- Source records -
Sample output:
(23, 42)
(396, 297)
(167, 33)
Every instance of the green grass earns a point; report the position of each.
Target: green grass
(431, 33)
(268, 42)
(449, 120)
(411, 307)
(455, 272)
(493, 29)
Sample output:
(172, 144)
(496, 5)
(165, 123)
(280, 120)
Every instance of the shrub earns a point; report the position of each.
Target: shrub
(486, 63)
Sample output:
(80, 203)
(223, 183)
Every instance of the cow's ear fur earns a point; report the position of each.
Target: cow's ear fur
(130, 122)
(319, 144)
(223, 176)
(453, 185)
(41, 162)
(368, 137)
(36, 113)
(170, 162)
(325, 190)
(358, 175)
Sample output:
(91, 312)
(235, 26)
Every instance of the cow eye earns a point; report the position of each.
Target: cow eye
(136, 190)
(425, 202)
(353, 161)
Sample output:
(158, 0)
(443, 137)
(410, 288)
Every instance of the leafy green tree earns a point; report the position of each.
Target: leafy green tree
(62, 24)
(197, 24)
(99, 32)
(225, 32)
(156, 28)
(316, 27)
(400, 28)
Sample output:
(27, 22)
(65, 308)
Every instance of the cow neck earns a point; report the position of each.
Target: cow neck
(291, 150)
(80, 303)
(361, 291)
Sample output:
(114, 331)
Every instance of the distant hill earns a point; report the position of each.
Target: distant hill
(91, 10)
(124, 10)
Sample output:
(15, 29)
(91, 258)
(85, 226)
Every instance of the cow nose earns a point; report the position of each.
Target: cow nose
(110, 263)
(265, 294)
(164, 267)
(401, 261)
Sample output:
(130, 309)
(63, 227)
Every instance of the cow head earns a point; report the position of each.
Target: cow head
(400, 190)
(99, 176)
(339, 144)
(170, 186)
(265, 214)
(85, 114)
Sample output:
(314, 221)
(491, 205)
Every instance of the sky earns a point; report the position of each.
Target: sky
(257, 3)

- Prompt -
The entries above must be returned exactly.

- Answer for this exercise -
Sample output:
(23, 42)
(396, 297)
(167, 33)
Every instance of the green grass earns a point; report the position of each.
Target: green grass
(431, 33)
(268, 42)
(449, 120)
(411, 307)
(455, 272)
(493, 29)
Sample output:
(172, 144)
(496, 5)
(165, 123)
(280, 120)
Every instance of the shrub earns a point; report the position of each.
Target: shrub
(486, 63)
Sample output:
(80, 203)
(223, 183)
Every instance of the cow's ear fur earns a point; report the position of each.
Target: cow's ear fur
(130, 122)
(319, 144)
(223, 176)
(453, 185)
(41, 162)
(368, 137)
(36, 113)
(170, 162)
(325, 190)
(358, 175)
Sample output:
(91, 312)
(235, 26)
Every instance of the cow eye earns a point; report the position of each.
Target: cow eye
(136, 190)
(425, 202)
(353, 161)
Sample output:
(158, 0)
(443, 137)
(410, 288)
Every instance of the leafy green tree earns a point; report the position of each.
Target: leafy green tree
(62, 24)
(197, 24)
(99, 32)
(225, 32)
(156, 28)
(316, 27)
(400, 28)
Sample output:
(27, 22)
(65, 308)
Every instance of the cow neck earns a point; report the position of each.
Target: cow neck
(291, 150)
(80, 303)
(361, 291)
Sample output:
(114, 331)
Every instance of the distant hill earns a point; report the position of each.
Target: distant hill
(91, 10)
(124, 10)
Sample output:
(15, 29)
(91, 258)
(85, 226)
Every instance of the cow nose earns a point; report the position of each.
Target: cow nose
(110, 263)
(265, 294)
(164, 267)
(401, 261)
Sample output:
(130, 309)
(63, 227)
Every instance of the cow head earns a point; report the position of each.
Target: cow head
(400, 190)
(99, 176)
(339, 144)
(170, 186)
(265, 214)
(85, 114)
Sample output:
(314, 221)
(491, 205)
Every instance of the sky earns a point; report the position of each.
Target: sky
(257, 3)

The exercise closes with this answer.